*** Selected excerpt ***
Patton & Fisher was an architectural firm in Chicago, Illinois.  It operated under that name from 1885 to 1899 and later operated under the names Patton, Fisher & Miller (1899–1901) and Patton & Miller (1901–1915).  Several of its works are listed on the National Register of Historic Places.

Firm history
The firm of Patton & Fisher was established in 1885 by architects Normand Smith Patton (July 10, 1852 - May 12, 1915) and Reynolds Fisher.  The firm continued to operate under that name until 1899.  In 1899, the firm became Patton, Fisher & Miller when Grant C. Miller became a partner.  In 1901, Fisher left the practice, and the firm became known as Patton & Miller.  Normand Patton was a partner in the firm during its entire existence from 1885 until his death in 1915.  Patton was also a Fellow of the American Institute of Architects.

The firm has several works that are listed on the National Register of Historic Places.

Works

The works of Patton & Fisher and successor firms include:

Patton & Fisher

Chicago
Belmonte Flats (1893), 4257-4259 S. Dr. Martin Luther King Jr. Dr., and 400-412 E. 43rd St., Chicago, Illinois (Patton and Fisher), NRHP-listed
Chicago Theological Seminary, Chicago
Henry H. Donaldson Residence (1895), 5740 Woodlawn Avenue, Chicago
Erie Apartment Building (1891), later the Hotel Dana Hotel, 666 N. State St., Chicago, built 1891, demolished 2006
First Baptist Church of Hyde Park
Reynolds Fisher House (1890), 4734 North Kimbark Avenue, Chicago
Richard Norman Foster House (1892), 1532 West Jackson Boulevard, Chicago
Joseph H. Howard House (1891), 4801 North Kimbark Avenue, Chicago
Illinois Institute of Technology, formerly Armour Institute of Technology: Machinery Hall (1901) and the Main Building (1891–1893), 3300 S. Federal Street, Chicago
The Kenwood Club (1896), Chicago (Patton & Fisher with Charles S. Frost)
*** Dataset content ***
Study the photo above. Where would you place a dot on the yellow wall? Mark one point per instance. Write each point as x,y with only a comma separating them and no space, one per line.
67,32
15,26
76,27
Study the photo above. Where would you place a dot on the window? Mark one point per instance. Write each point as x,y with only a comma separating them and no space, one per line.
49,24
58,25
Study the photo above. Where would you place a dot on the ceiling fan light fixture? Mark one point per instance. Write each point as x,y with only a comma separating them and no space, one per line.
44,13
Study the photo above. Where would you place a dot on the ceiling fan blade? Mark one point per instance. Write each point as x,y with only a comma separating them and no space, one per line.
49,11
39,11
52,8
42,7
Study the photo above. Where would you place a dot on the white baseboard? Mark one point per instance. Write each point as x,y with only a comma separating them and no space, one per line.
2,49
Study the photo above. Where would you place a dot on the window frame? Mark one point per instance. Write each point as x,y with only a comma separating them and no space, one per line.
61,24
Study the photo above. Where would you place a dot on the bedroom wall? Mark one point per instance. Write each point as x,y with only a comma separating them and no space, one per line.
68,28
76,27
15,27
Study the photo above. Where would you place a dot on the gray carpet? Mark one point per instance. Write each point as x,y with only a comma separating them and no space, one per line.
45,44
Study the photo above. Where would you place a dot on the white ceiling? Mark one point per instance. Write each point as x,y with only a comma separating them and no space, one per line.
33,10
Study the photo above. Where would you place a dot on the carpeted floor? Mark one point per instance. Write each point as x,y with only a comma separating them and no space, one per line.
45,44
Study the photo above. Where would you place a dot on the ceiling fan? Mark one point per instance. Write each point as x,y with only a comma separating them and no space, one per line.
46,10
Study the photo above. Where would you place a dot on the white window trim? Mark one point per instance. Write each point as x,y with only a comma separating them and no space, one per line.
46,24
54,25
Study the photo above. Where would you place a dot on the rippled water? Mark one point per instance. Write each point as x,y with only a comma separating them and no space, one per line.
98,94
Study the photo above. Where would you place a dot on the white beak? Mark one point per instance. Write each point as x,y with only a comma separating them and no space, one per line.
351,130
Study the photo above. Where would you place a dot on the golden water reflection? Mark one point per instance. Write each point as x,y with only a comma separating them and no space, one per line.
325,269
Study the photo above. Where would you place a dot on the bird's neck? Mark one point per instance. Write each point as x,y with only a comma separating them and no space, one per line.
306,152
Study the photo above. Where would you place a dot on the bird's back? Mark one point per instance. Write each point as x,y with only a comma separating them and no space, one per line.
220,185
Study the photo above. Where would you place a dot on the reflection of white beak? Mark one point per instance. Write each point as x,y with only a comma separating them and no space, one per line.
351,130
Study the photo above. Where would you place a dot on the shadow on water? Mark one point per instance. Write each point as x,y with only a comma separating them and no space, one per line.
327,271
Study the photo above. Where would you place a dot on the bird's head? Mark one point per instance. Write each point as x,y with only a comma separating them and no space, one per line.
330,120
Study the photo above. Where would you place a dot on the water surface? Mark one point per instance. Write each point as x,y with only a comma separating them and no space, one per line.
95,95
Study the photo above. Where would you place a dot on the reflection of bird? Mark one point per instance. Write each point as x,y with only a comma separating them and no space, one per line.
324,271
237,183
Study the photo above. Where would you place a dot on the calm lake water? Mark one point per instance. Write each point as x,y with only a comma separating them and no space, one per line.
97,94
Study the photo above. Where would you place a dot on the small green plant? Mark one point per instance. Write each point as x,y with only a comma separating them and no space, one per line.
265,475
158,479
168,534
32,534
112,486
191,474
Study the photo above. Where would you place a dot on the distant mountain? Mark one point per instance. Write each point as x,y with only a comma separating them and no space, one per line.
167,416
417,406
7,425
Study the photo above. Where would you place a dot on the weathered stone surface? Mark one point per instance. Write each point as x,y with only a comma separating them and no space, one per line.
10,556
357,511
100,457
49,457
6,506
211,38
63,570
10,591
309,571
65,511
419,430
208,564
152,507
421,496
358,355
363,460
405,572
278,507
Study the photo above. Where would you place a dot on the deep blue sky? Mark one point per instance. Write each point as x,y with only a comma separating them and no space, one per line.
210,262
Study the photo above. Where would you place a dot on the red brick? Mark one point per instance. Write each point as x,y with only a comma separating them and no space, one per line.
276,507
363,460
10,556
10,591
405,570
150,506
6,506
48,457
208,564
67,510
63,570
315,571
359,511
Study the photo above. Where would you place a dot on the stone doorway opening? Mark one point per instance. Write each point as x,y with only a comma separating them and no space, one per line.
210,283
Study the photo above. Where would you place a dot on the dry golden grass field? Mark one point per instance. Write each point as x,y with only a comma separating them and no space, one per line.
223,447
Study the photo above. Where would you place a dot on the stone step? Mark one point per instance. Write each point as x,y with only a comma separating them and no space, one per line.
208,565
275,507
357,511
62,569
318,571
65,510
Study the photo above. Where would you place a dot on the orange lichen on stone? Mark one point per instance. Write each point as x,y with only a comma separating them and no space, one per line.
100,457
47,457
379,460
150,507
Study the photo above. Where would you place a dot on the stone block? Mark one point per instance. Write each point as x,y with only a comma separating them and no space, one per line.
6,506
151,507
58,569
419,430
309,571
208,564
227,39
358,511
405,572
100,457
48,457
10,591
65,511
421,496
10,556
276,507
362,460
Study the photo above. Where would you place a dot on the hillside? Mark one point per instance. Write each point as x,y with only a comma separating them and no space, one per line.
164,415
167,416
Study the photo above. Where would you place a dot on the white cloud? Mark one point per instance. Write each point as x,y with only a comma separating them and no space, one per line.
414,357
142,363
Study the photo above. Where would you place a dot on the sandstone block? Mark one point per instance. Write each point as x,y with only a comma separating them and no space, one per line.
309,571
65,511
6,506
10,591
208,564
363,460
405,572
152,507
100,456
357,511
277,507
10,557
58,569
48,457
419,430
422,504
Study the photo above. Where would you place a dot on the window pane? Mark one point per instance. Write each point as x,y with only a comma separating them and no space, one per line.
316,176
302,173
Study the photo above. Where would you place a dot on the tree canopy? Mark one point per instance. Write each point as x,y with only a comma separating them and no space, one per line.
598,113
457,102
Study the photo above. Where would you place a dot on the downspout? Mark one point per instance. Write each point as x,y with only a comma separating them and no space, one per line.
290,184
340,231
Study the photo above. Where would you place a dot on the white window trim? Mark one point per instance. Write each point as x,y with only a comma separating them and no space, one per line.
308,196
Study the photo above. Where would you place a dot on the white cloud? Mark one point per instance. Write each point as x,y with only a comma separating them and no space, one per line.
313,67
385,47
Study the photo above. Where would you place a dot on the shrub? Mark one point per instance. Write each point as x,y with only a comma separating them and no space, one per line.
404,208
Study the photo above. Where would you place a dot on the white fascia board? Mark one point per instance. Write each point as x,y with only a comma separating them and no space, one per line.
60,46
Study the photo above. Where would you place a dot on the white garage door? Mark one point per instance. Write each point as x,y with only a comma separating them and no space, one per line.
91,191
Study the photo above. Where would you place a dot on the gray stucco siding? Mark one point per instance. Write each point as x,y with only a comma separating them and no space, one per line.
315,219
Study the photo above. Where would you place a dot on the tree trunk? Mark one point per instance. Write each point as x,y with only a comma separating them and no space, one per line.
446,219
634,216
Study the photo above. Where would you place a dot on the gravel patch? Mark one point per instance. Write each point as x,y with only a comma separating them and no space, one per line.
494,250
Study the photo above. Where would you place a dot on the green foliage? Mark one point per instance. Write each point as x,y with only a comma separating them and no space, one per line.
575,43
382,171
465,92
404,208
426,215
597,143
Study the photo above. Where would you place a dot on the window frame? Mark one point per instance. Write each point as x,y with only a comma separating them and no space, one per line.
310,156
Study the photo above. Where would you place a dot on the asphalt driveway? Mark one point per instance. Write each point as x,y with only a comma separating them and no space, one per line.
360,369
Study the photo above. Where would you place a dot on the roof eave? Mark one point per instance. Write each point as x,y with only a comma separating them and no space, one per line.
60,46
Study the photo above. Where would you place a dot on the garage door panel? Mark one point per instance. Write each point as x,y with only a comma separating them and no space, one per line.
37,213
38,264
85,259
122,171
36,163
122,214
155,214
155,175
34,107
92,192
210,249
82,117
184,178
***
Exercise details. Pick up the article on the Chicago architecture firm Patton & Fisher after its last line and keep it going.

Exercise response.
Lincoln Park Zoo Headquarters (1893), formerly the Matthew Lafflin Memorial Building at the Chicago Academy of Sciences, 2001 North Clark Street, Chicago
Jacques Loeb Residence (c. 1896), 5754 Woodlawn Avenue, Chicago
Newberry Hotel (c. 1891), 817 N. Dearborn St., Chicago, demolished 1960s
W. S. Walker Residences (1887), block of four houses on Ellis Avenue near 37th Street, Chicago
Washington Park Congregational Church (1896), 129 E. 51st St. (originally 1010 E. 51st St.), Chicago

Oak Park
Cicero Gas Company Building (1893), 115 N. Oak Park Avenue, Oak Park, Illinois
William A. Douglas House (1893), 317 North Kenilworth Avenue, Oak Park, Illinois
David J. Kennedy House (1888), 309 North Kenilworth Avenue, Oak Park, Illinois
Walter Thomas Mills House (1897), 601 North Kenilworth Avenue, Oak Park, Illinois
Pilgrim Congregational Church (1889, 1899), 460 West Lake Street, Chicago (south half by Patton & Fisher, 1889; north half by Patton, Fisher & Miller, 1899)
John Rankin House (1891), 245 N. Kenilworth Avenue, Oak Park, Illinois
Scoville Block (1899), 116-132 N. Oak Park Avenue, Oak Park, Illinois
Scoville Institute, later known as Oak Park Public Library, Oak Park, Illinois
Second Congregational Church, Chicago (Patton & Fisher; and Patton, Fisher & Miller)
Richard S. Thain Residence, Oak Park, Illinois

Beloit

Beloit College Academy, Beloit, Wisconsin
Beloit College, Edward Dwight Eaton Chapel (1891-1892), Beloit, Wisconsin (renovations in 1938 and 1954 designed by Maurice Webster)
Beloit College, Emerson Hall (1897-1898), Beloit, Wisconsin (Patton & Fisher), NRHP-listed (converted into a senior citizen apartment center in 1982)
Beloit College, Scoville Hall (1889-1890), Beloit, Wisconsin (demolished in 1973)
Beloit College, Smith Gymnasium Building, Beloit, Wisconsin

Muskegon and Kalamazoo

Hackley Library (1889), Muskegon, Michigan
Hackley Manual Training School (1897), Muskegon, Michigan
Kalamazoo Public Library (1891-1893), Kalamazoo, Michigan
Muskegon High School, Muskegon, Michigan

Elsewhere

Gardner Museum of Architecture and Design (1888), originally the Free Public Library, 32 Maine Street, Quincy, Illinois
James W. Ridgway Residence (1888), Hinsdale, Illinois
Scoville Memorial Library-Carleton College (1896), renamed Scoville Hall in 1957, 1st St., E. and College St., Northfield, Minnesota (Patton & Fisher), NRHP-listed
State Savings Loan and Trust, 428 Maine St., Quincy, Illinois (Patton & Fisher), NRHP-listed
Wichita State University, Fairmount College of Liberal Arts and Sciences (c. 1888), Wichita, Kansas
Williston Hall at Wheaton College (1895), Wheaton, Illinois

Patton, Fisher & Miller

Goshen Carnegie Public Library (1901), 202 South 5th St., Goshen, Indiana (Patton, Fisher & Miller), NRHP-listed (Indiana's first Carnegie library)
Memorial Baptist Church, Chicago (Patton, Fisher & Miller)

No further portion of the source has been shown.